* What you will do: Whenever a line of the listing contains the string "each", return that line.
=====
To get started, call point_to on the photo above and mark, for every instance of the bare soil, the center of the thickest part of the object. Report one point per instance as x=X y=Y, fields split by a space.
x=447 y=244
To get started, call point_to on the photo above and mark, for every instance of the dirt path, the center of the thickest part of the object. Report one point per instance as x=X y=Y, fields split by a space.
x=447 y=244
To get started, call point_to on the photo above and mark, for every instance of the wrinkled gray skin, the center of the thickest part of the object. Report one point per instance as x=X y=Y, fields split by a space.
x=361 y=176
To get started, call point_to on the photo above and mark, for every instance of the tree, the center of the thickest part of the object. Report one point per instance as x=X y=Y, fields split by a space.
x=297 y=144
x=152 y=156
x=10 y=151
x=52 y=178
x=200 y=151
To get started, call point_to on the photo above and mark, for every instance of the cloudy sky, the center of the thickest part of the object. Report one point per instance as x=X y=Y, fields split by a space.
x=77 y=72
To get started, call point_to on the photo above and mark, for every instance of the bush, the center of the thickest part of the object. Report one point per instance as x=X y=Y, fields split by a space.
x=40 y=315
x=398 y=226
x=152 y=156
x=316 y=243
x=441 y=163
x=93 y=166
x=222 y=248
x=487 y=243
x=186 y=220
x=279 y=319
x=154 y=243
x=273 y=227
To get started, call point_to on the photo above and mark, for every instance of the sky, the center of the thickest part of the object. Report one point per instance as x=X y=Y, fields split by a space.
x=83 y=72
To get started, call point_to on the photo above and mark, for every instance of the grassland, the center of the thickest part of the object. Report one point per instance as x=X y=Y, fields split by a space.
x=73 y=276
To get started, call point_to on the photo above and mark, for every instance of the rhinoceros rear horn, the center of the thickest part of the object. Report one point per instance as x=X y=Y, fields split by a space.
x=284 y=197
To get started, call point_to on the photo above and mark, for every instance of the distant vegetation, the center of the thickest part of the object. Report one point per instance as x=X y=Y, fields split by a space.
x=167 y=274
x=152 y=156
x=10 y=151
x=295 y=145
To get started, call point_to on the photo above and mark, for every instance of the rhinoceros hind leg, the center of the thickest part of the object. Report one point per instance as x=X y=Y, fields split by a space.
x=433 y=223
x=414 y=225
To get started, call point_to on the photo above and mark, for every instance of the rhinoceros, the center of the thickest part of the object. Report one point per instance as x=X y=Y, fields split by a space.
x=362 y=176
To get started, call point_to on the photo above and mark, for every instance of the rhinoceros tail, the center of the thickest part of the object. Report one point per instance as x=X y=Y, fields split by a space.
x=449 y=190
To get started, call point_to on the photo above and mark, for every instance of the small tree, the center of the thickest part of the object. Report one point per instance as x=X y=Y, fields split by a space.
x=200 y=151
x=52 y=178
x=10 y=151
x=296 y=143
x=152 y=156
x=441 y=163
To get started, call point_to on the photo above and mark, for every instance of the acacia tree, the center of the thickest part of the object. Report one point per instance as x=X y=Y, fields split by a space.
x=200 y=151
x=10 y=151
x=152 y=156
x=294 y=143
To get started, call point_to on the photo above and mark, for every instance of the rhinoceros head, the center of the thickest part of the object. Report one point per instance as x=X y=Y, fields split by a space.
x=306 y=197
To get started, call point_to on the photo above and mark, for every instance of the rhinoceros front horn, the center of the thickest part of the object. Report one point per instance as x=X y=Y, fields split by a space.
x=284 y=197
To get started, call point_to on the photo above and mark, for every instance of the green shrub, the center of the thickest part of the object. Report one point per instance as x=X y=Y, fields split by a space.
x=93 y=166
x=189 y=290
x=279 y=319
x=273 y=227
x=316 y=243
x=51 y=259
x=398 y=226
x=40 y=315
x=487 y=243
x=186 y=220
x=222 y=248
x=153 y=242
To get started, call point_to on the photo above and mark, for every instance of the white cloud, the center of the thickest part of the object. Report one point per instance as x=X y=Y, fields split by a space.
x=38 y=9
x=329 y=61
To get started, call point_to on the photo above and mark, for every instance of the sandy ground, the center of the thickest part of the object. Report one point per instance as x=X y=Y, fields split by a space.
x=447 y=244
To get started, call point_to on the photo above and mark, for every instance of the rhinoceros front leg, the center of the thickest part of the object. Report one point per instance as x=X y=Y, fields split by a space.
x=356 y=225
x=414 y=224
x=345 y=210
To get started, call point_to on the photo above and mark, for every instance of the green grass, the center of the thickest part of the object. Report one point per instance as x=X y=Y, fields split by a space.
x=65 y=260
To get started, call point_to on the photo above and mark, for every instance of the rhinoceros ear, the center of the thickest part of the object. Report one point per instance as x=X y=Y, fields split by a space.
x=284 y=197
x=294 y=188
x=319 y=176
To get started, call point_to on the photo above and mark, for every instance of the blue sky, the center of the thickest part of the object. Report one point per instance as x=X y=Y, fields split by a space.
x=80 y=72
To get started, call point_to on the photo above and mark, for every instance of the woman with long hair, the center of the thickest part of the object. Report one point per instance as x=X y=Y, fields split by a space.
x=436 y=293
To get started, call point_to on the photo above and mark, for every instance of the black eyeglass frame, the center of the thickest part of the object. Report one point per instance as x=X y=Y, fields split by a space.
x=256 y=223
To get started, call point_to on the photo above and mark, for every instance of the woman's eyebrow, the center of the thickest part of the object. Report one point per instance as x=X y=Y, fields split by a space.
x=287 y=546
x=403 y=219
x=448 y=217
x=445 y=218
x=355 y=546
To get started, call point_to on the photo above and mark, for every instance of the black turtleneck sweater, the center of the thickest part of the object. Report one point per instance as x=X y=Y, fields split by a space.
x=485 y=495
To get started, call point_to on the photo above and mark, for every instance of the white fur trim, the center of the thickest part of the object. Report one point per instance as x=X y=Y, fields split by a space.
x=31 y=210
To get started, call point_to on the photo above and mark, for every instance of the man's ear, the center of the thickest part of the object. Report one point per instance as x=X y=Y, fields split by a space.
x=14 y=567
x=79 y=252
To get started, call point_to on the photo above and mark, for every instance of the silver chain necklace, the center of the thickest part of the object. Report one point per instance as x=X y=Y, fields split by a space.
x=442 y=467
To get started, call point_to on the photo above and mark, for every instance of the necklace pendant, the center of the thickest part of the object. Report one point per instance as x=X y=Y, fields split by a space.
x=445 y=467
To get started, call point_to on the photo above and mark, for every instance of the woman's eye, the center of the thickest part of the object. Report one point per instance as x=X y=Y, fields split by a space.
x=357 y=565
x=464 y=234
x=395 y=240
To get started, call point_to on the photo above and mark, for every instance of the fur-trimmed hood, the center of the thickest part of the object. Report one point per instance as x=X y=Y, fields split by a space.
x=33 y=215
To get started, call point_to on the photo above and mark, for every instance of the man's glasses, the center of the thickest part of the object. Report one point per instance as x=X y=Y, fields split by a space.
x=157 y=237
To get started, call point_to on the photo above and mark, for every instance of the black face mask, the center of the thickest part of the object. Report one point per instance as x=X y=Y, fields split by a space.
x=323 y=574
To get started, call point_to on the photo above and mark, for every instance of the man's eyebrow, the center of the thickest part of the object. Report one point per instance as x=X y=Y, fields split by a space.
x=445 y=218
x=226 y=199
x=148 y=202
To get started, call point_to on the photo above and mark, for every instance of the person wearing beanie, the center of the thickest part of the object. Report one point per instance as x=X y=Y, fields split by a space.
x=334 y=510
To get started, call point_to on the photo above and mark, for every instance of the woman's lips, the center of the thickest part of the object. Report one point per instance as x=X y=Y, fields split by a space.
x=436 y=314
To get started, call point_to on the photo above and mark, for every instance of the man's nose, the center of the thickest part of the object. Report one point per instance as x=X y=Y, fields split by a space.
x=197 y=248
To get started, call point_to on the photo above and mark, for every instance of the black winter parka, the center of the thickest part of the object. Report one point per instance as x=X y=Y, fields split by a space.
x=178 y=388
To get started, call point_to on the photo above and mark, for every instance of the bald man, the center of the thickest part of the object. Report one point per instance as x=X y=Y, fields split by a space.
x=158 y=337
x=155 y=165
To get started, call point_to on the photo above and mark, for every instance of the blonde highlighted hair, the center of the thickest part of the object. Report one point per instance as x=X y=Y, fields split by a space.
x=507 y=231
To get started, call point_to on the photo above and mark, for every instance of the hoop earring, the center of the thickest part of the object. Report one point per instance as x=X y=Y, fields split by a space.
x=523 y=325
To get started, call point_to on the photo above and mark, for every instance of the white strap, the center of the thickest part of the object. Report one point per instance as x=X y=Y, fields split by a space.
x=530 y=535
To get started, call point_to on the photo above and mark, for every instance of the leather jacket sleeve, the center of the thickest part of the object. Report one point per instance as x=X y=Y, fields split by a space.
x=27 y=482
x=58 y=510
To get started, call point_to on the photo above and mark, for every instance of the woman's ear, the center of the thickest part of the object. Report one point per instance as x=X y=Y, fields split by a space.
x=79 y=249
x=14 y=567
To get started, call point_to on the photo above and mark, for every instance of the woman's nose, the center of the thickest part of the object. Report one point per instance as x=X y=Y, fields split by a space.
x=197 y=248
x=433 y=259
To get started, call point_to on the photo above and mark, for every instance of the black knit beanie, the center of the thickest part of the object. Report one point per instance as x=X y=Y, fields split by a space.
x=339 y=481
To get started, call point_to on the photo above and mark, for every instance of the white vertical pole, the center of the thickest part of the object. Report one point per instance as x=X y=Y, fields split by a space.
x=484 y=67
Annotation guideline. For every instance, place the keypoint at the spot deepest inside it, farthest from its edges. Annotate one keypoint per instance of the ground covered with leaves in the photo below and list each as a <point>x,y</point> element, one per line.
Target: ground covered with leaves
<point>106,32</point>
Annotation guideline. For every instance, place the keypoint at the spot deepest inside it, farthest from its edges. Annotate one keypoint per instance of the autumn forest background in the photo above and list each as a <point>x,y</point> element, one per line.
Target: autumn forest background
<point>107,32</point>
=====
* Response:
Annotation guideline. For every instance, place the keypoint at the spot deepest inside it, farthest from its edges. Annotate one keypoint per instance of the ground covered with leaves in the photo below and list each as a <point>x,y</point> element, one per line.
Annotation guideline. For every instance, place the keypoint at the spot deepest inside it, farthest from its edges. Annotate one keypoint per instance of the autumn forest background in the photo above and list each as a <point>x,y</point> element, one per line.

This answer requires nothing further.